- Exercise -
The entries shown next need to be written again word for word.

BEGIN Data records

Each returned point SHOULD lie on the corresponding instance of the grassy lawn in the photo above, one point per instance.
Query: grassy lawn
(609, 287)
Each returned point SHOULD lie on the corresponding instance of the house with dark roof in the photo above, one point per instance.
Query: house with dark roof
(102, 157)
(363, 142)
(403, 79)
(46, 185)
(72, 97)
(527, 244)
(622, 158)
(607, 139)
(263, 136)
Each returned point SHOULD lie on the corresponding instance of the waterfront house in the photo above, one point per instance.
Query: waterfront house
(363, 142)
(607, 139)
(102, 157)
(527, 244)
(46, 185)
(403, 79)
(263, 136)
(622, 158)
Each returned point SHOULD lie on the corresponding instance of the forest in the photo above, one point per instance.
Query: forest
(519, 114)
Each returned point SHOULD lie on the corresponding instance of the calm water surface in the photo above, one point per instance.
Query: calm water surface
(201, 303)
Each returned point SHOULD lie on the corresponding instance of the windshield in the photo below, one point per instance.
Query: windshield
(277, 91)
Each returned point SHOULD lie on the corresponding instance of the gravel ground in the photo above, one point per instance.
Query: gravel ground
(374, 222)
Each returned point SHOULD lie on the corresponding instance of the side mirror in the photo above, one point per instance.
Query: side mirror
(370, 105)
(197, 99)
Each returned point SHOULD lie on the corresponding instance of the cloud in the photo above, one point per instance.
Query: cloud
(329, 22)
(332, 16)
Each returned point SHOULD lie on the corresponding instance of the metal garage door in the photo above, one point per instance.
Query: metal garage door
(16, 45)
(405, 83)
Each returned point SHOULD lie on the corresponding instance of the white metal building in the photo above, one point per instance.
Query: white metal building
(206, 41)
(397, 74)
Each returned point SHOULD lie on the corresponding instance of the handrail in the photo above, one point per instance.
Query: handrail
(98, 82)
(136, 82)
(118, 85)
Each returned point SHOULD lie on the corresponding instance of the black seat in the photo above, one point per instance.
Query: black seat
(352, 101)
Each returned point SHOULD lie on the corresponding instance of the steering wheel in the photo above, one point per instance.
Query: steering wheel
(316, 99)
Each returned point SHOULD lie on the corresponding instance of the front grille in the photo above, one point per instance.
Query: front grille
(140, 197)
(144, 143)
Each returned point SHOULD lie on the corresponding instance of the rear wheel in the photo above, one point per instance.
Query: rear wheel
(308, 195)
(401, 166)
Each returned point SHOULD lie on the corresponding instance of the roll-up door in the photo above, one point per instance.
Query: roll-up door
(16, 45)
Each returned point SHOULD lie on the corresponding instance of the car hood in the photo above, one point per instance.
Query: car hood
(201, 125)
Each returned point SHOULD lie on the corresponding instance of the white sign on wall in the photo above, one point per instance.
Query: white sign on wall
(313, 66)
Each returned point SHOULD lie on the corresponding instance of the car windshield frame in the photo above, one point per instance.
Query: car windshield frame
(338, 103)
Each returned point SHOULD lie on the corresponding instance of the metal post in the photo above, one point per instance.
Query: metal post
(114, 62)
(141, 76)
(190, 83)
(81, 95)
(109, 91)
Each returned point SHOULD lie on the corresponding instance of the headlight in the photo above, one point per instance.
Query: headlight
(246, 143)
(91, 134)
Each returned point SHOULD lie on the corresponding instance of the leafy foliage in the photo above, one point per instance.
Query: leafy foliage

END Data records

- Result -
Each returned point SHOULD lie on the corresponding instance of the grassy lawn in the photo above, one point per instance.
Query: grassy lawn
(609, 287)
Each returned point SHOULD lie on the corresponding instance of the house with dark roof in the photo above, one point per instance.
Query: house with dark roof
(102, 157)
(363, 142)
(403, 79)
(46, 185)
(72, 97)
(527, 244)
(622, 158)
(607, 139)
(263, 136)
Each returned point SHOULD lie on the corresponding instance of the waterfront house in the photo above, one point per instance.
Query: waterfront house
(363, 142)
(607, 139)
(102, 157)
(527, 244)
(46, 185)
(403, 79)
(263, 136)
(622, 158)
Each returned point SHOULD lie on the corresponding instance of the forest in the photo above, one point per instance.
Query: forest
(519, 114)
Each returned point SHOULD lie on the corresponding instance of the calm water surface in the photo above, one point per instance.
Query: calm water surface
(201, 303)
Each returned point SHOULD lie on the corresponding instance of the windshield in the photo below, one point per instance.
Query: windshield
(277, 91)
Each returned point SHOULD lie on the corresponding instance of the gravel ground in the photo above, one point per instance.
Query: gravel ground
(374, 222)
Each returned point SHOULD lie on the corresponding instance of the side mirror in the photo above, one point per instance.
Query: side mirror
(370, 105)
(197, 99)
Each returned point SHOULD lie on the corresponding instance of the cloud in the photo above, one point per instance.
Query: cloud
(329, 22)
(332, 16)
Each returned point SHOULD lie on the corresponding instance of the metal garage door in the photo above, one point per instance.
Query: metal garage door
(16, 45)
(405, 83)
Each returned point SHOULD lie on the corresponding instance of the white metal building in the photo above, one point per instance.
Query: white metal building
(206, 41)
(397, 74)
Each returned point SHOULD lie on the corresponding instance of the handrail in the photo above, one point per instance.
Query: handrail
(98, 82)
(136, 82)
(118, 85)
Each returned point SHOULD lie on the corresponding instance of the black seat in the photo above, one point per instance.
Query: black seat
(352, 101)
Each returned point SHOULD lie on the corresponding instance of the steering wheel in the photo above, one point per instance.
Query: steering wheel
(316, 99)
Each returned point SHOULD lie on the corresponding instance of the front grille in the photo above, one point per instance.
Query: front grille
(140, 197)
(144, 143)
Each returned point SHOULD lie on the corresponding instance of the rear wheel in the photo above, one point per instance.
Query: rear wheel
(308, 195)
(401, 166)
Each returned point SHOULD lie on the corresponding instance of the roll-up door in the photo above, one point per instance.
Query: roll-up door
(16, 45)
Each returned point SHOULD lie on the corresponding instance of the car hood in the photo above, one point per instance.
Query: car hood
(201, 125)
Each returned point SHOULD lie on the corresponding instance of the white sign on wall in the photo above, one point per instance.
Query: white sign on wall
(313, 66)
Each returned point SHOULD lie on the corresponding instance of the car windshield frame in the photo above, one point per instance.
Query: car windshield frame
(338, 103)
Each returned point SHOULD lie on the corresponding instance of the metal post in the photo above, one point per instance.
Query: metal post
(114, 62)
(141, 76)
(190, 83)
(81, 95)
(109, 91)
Each returned point SHOULD lie on the corresponding instance of the headlight in the photo above, one point per instance.
Query: headlight
(246, 143)
(91, 134)
Each returned point SHOULD lie on the corresponding instance of the leafy foliage in the photo above, one point per instance.
Query: leafy foliage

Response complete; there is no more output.